**Provided data**
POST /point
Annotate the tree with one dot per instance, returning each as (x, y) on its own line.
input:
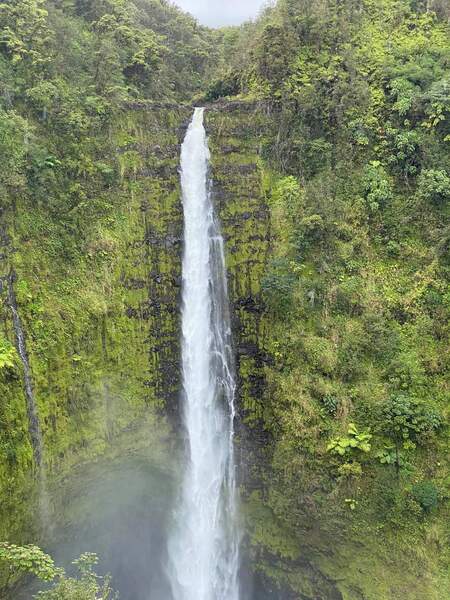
(32, 560)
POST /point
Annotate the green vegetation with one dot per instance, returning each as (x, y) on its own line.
(332, 173)
(32, 560)
(356, 169)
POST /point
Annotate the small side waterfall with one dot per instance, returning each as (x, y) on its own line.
(34, 426)
(204, 546)
(33, 418)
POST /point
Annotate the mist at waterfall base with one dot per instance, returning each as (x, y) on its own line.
(204, 545)
(163, 517)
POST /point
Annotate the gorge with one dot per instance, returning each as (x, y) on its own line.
(311, 195)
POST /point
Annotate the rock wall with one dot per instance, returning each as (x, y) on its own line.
(99, 308)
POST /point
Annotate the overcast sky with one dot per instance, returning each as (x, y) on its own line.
(221, 12)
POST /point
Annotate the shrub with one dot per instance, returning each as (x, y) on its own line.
(434, 186)
(378, 190)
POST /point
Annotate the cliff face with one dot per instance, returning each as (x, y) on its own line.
(99, 310)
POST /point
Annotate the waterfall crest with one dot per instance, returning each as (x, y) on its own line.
(204, 546)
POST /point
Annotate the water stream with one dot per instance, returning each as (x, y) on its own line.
(203, 548)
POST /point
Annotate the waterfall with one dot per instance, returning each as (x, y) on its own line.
(204, 546)
(34, 426)
(33, 418)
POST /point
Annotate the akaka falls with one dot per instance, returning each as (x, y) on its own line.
(204, 545)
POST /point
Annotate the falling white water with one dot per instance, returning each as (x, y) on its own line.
(204, 546)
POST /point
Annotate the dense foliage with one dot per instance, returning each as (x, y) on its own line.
(32, 560)
(357, 175)
(356, 171)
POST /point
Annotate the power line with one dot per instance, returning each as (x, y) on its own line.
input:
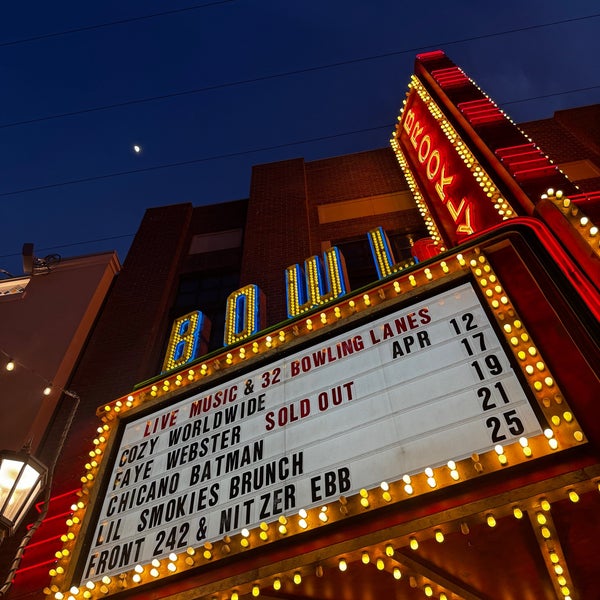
(192, 161)
(262, 78)
(563, 93)
(81, 243)
(45, 36)
(250, 151)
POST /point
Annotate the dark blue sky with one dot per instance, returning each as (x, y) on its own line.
(227, 42)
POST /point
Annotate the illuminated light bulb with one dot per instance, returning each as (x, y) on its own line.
(364, 498)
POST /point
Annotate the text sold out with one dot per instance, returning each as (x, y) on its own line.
(301, 409)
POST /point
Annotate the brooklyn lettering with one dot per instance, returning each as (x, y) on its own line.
(436, 170)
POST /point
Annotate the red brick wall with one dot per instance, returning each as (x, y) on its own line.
(123, 348)
(276, 230)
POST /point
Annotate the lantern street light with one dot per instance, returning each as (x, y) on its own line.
(22, 478)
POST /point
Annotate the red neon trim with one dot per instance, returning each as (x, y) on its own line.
(532, 163)
(48, 519)
(431, 55)
(533, 173)
(510, 150)
(584, 197)
(43, 541)
(571, 270)
(523, 157)
(450, 76)
(74, 492)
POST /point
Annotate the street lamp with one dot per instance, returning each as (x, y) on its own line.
(22, 477)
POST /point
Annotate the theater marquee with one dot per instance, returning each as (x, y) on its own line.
(426, 380)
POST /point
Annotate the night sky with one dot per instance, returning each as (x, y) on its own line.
(208, 90)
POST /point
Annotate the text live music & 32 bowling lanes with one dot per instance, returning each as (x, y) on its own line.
(390, 397)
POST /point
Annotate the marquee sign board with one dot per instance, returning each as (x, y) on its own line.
(396, 394)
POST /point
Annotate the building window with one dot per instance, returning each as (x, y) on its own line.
(206, 291)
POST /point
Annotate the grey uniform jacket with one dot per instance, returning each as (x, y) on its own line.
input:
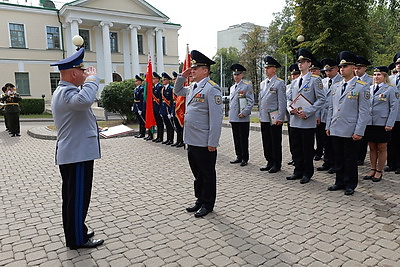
(323, 112)
(77, 130)
(312, 89)
(272, 97)
(203, 116)
(242, 90)
(384, 105)
(348, 113)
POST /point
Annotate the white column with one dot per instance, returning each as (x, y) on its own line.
(160, 53)
(150, 45)
(134, 49)
(107, 51)
(126, 50)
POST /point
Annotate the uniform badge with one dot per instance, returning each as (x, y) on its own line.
(218, 100)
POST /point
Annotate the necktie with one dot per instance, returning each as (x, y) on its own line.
(344, 88)
(376, 89)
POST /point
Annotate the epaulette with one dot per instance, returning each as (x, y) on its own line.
(361, 82)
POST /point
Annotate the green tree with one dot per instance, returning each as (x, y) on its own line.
(118, 97)
(229, 57)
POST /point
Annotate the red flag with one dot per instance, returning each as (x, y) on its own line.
(150, 120)
(180, 100)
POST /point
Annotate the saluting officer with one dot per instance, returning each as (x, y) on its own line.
(332, 72)
(272, 102)
(241, 101)
(157, 99)
(203, 122)
(166, 108)
(348, 116)
(393, 147)
(303, 120)
(137, 107)
(361, 68)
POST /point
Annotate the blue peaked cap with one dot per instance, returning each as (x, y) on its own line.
(74, 61)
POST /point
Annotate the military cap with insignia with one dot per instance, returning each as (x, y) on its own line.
(328, 64)
(155, 75)
(137, 77)
(237, 68)
(166, 76)
(294, 69)
(396, 58)
(199, 59)
(271, 62)
(381, 69)
(362, 61)
(304, 54)
(346, 58)
(74, 61)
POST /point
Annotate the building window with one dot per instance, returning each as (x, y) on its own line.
(17, 35)
(54, 79)
(86, 38)
(140, 44)
(53, 37)
(22, 82)
(114, 42)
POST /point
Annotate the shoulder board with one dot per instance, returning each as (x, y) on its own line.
(361, 82)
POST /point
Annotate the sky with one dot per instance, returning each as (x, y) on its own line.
(202, 19)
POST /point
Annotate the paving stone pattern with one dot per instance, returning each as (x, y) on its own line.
(138, 205)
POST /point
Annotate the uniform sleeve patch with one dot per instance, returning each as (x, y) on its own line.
(218, 100)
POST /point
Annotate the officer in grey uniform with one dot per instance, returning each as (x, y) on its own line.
(241, 101)
(303, 120)
(203, 122)
(348, 115)
(393, 147)
(77, 146)
(272, 106)
(332, 72)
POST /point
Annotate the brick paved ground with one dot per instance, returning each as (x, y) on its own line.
(139, 195)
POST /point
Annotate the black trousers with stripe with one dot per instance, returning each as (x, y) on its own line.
(76, 190)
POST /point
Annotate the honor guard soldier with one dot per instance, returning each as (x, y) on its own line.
(138, 103)
(167, 107)
(157, 99)
(303, 121)
(325, 142)
(361, 68)
(393, 147)
(203, 122)
(77, 146)
(348, 115)
(272, 106)
(241, 101)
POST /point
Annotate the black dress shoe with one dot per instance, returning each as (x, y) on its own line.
(323, 168)
(92, 243)
(348, 191)
(194, 208)
(335, 187)
(266, 168)
(293, 177)
(274, 169)
(202, 212)
(235, 161)
(304, 180)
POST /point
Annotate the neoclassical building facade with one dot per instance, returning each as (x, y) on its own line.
(119, 35)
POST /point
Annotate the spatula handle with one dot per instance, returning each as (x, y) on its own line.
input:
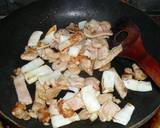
(151, 67)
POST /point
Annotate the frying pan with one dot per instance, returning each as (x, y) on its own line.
(16, 29)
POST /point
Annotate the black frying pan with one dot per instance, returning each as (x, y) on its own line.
(16, 29)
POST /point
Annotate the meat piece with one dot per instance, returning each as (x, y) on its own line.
(59, 65)
(74, 68)
(86, 65)
(105, 67)
(29, 54)
(84, 114)
(138, 73)
(103, 98)
(108, 111)
(123, 116)
(48, 39)
(95, 29)
(59, 121)
(77, 37)
(75, 102)
(44, 116)
(111, 55)
(92, 81)
(20, 112)
(22, 91)
(64, 109)
(119, 85)
(53, 108)
(72, 28)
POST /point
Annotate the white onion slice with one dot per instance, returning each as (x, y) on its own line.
(108, 81)
(32, 65)
(135, 85)
(34, 38)
(89, 98)
(59, 121)
(33, 75)
(123, 116)
(82, 24)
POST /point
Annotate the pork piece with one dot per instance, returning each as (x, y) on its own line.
(84, 114)
(111, 55)
(86, 65)
(36, 63)
(75, 102)
(49, 37)
(72, 28)
(108, 111)
(123, 116)
(29, 54)
(59, 65)
(105, 67)
(92, 81)
(95, 29)
(20, 112)
(138, 73)
(53, 108)
(64, 109)
(22, 91)
(77, 37)
(44, 116)
(74, 68)
(119, 85)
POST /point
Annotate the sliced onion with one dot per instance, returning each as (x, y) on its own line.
(123, 116)
(108, 81)
(135, 85)
(59, 121)
(89, 98)
(82, 24)
(32, 65)
(34, 38)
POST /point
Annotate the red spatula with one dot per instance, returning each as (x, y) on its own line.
(133, 48)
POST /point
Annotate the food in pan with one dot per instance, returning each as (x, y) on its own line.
(55, 64)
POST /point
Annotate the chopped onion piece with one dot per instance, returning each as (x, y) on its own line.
(135, 85)
(82, 24)
(89, 98)
(124, 115)
(108, 81)
(59, 121)
(34, 38)
(64, 38)
(74, 50)
(36, 63)
(33, 75)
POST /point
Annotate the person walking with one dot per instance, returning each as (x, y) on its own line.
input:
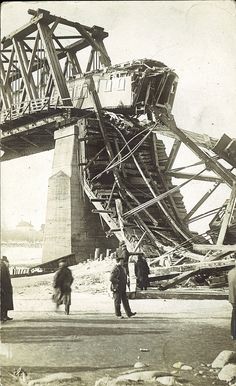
(142, 271)
(122, 252)
(6, 290)
(118, 280)
(62, 282)
(232, 299)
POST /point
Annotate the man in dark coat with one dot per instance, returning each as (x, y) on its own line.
(6, 290)
(62, 286)
(122, 252)
(118, 286)
(142, 271)
(232, 299)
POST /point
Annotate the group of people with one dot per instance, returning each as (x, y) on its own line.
(119, 279)
(63, 280)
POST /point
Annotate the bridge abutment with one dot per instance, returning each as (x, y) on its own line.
(70, 225)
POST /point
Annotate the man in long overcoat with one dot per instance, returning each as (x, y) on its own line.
(62, 286)
(232, 299)
(6, 290)
(118, 280)
(142, 271)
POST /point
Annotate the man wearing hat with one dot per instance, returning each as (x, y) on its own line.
(6, 290)
(232, 299)
(118, 286)
(62, 286)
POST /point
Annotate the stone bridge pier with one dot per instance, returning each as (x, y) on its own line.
(70, 225)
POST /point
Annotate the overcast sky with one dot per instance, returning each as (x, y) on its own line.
(196, 38)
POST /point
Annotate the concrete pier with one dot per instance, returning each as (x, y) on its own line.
(70, 225)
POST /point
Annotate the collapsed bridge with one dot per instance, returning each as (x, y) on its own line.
(112, 178)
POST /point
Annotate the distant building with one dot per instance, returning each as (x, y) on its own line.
(25, 226)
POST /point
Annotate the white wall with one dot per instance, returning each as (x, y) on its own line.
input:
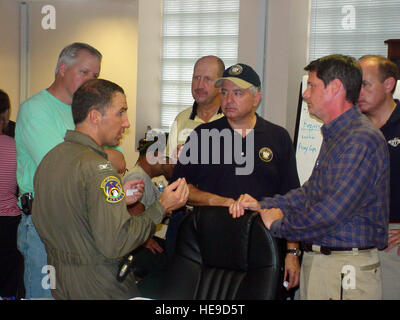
(109, 26)
(9, 52)
(286, 57)
(273, 38)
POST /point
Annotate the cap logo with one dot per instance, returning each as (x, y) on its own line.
(236, 70)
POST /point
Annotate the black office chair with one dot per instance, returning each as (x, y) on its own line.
(220, 258)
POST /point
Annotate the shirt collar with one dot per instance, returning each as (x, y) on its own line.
(84, 139)
(193, 114)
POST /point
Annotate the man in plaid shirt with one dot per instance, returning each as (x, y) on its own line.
(341, 213)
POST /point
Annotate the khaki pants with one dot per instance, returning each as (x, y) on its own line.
(390, 262)
(347, 275)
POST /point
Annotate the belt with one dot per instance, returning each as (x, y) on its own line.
(308, 247)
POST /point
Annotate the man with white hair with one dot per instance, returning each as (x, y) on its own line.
(41, 124)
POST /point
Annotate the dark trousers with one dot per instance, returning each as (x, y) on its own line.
(11, 260)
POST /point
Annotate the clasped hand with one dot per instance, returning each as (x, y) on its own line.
(246, 201)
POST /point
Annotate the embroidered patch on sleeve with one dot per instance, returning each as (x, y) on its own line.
(112, 189)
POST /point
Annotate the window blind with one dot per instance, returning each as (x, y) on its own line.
(352, 27)
(192, 29)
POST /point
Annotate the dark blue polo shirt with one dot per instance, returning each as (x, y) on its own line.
(271, 153)
(391, 131)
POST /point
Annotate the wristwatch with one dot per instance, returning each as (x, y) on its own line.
(294, 251)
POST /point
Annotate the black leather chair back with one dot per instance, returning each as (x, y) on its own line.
(220, 258)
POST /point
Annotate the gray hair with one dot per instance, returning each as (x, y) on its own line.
(69, 54)
(253, 89)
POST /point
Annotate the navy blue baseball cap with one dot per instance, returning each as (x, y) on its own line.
(240, 74)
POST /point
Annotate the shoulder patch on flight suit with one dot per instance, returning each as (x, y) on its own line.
(112, 189)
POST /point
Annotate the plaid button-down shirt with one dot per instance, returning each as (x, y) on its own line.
(345, 202)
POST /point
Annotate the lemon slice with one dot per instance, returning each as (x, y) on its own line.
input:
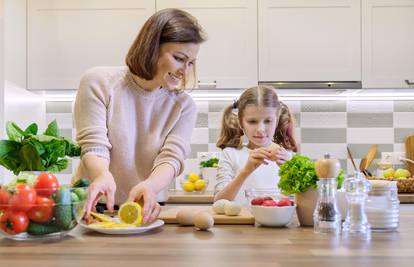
(130, 213)
(102, 217)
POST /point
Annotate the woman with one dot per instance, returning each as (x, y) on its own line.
(134, 123)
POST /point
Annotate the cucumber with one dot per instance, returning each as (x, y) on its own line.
(82, 182)
(42, 229)
(63, 208)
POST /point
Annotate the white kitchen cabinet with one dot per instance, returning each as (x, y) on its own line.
(388, 43)
(228, 59)
(302, 40)
(67, 37)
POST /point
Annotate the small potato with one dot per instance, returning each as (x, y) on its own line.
(203, 220)
(232, 208)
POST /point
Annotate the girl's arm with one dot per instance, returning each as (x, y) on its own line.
(256, 158)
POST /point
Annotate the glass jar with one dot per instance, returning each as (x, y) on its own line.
(383, 206)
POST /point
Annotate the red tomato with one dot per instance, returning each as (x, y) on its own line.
(14, 222)
(42, 211)
(46, 184)
(24, 198)
(4, 199)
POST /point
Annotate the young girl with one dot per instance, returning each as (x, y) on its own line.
(268, 126)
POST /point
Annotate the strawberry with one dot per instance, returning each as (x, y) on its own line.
(285, 202)
(257, 201)
(269, 203)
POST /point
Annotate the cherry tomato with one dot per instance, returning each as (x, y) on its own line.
(14, 222)
(42, 211)
(4, 199)
(46, 184)
(24, 198)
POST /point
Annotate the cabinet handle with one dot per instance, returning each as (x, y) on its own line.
(207, 85)
(409, 83)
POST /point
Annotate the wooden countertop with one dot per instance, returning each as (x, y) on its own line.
(224, 245)
(180, 197)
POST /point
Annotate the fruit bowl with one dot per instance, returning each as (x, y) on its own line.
(269, 207)
(29, 212)
(194, 183)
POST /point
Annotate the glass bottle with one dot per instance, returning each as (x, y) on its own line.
(356, 222)
(383, 206)
(326, 217)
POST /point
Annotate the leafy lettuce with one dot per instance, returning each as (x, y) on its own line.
(298, 175)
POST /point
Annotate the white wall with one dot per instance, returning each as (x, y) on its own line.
(15, 41)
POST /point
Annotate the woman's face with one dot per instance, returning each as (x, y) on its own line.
(259, 125)
(175, 61)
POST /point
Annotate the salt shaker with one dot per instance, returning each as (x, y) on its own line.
(326, 217)
(356, 222)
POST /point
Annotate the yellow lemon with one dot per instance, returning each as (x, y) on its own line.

**Requirement**
Gather every line in the rows above that contains the word "frying" and list those lines.

**Solution for this problem**
Annotate the frying pan with one dot per instance, returning each as (x, y) on its own line.
Annotate the black frying pan with one dot per instance, returning each as (x, y) on its own line.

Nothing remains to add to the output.